#### EXCERPT
Math Files

In 1963, the mathematician Stanisław Ulam noticed an unusual pattern while doodling in his notebook during a presentation. When integers are arranged in a spiral, prime numbers appear to fall along diagonal lines. At first, this is not entirely surprising, since all prime numbers except 2 are odd, and the diagonals of such spirals alternate between odd and even numbers. What is far more striking is that primes tend to cluster along certain diagonals more than others, regardless of whether the spiral begins with 1 at the center or with any other number. Even at a much larger scale, clear diagonal lines of primes remain visible, with some lines more pronounced than others. Although there are conjectures that attempt to explain this pattern, no proof has yet been found.

A classic puzzle is often associated with John von Neumann. Two cyclists start 30 miles apart and ride toward each other, each at a speed of 15 miles per hour. At the same moment they begin, a fly starts at one cyclist and flies back and forth between them, instantly turning around each time it reaches either cyclist. The fly travels at a constant speed of 30 miles per hour. The question is: how far does the fly travel in total before the cyclists meet? According to the story, a student once posed this problem to von Neumann, who immediately answered, “30 miles.” “That is correct,” said the student. “Most people try to add an infinite series, instead of noticing that the cyclists meet after one hour, so the fly travels 30 miles in that time.” Von Neumann replied, “That is exactly what I did.”

Two engineering students happen to be very close friends. One day, while sitting in a restaurant and having coffee, one friend asked the other: "How is your relationship with that new girlfriend going?" Student: I forgot to mention, yesterday she came to my house. Friend: WOW!!! What happened then? Tell me the full story. Student: Well, I played her favorite music and we danced. Friend: Then what happened?? Student: As we were dancing together, we kissed... Friend: Then what? Keep going! Student: I picked her up in my arms and sat her on the table next to my new laptop... Friend: You got a New Laptop? When??? Student: Just last week. My parents gifted me one... Friend: WOW! What configuration? Student: 500 GB harddisk, 8 GB RAM, 2.3GHz processor... Friend: Does it have an HDMI port? Student: Yes! Friend: A blu-ray burner? Student: Yes. Friend: AWESOME, DUDE!!

Richard Feynman was known for an unusual habit when reading research papers. He would take the latest issue of Physical Review, read the abstract and opening of each article, and then try to guess how the paper would conclude. Only after forming his own prediction would he check the result. If his guess matched, he would move on; if not, he would read the paper in full. This wasn’t just about efficiency—it was a way of thinking. By actively predicting outcomes, he turned reading into a process of testing intuition and deepening understanding. Later in life, time likely made this practice less feasible, and like many scientists, he relied more on discussions with colleagues to keep up with new ideas. It’s a simple but powerful lesson: don’t just read—engage, predict, and learn from being wrong.

On August 10, 1937, a quiet 21-year-old named Claude Shannon submitted an 85-page thesis at MIT. No headlines. No applause. Just another paper that seemed destined to be forgotten. But inside those pages was a revolutionary idea: machines could think using simple logic, 1s and 0s, ON and OFF. By linking Boolean algebra with electrical circuits, Shannon transformed switches into decision-makers. That single insight became the foundation of the digital world. Every computer, smartphone, and algorithm traces back to it. History did not roar that day. It whispered. And from that whisper, the modern world was born, one bit at a time.

#### YOUR OBJECTIVE
Reproduce the Math Files text word for word, starting with "Two engineering students" and going on through "Friend: AWESOME, DUDE!!". The records after the Math Files text play no part in this work.

#### RECORD SET
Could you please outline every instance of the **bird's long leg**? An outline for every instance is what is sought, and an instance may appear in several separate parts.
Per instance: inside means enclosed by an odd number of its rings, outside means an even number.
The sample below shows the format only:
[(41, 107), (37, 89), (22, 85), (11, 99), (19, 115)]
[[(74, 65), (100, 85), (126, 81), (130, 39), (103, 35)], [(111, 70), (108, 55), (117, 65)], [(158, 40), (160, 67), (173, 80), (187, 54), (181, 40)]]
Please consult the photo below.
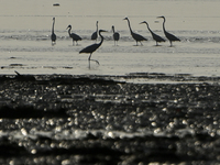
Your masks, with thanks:
[[(92, 54), (92, 53), (91, 53), (91, 54)], [(98, 62), (98, 61), (91, 59), (91, 54), (89, 55), (89, 58), (88, 58), (88, 61), (89, 61), (89, 67), (90, 67), (90, 61), (96, 62), (96, 63), (99, 65), (99, 62)]]
[(172, 41), (169, 41), (169, 43), (170, 43), (170, 47), (172, 47), (172, 46), (173, 46), (173, 45), (172, 45)]
[(73, 46), (74, 46), (75, 44), (74, 44), (74, 40), (73, 40)]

#### ANSWER BELOW
Two engineering students happen to be very close friends. One day, while sitting in a restaurant and having coffee, one friend asked the other: "How is your relationship with that new girlfriend going?" Student: I forgot to mention, yesterday she came to my house. Friend: WOW!!! What happened then? Tell me the full story. Student: Well, I played her favorite music and we danced. Friend: Then what happened?? Student: As we were dancing together, we kissed... Friend: Then what? Keep going! Student: I picked her up in my arms and sat her on the table next to my new laptop... Friend: You got a New Laptop? When??? Student: Just last week. My parents gifted me one... Friend: WOW! What configuration? Student: 500 GB harddisk, 8 GB RAM, 2.3GHz processor... Friend: Does it have an HDMI port? Student: Yes! Friend: A blu-ray burner? Student: Yes. Friend: AWESOME, DUDE!!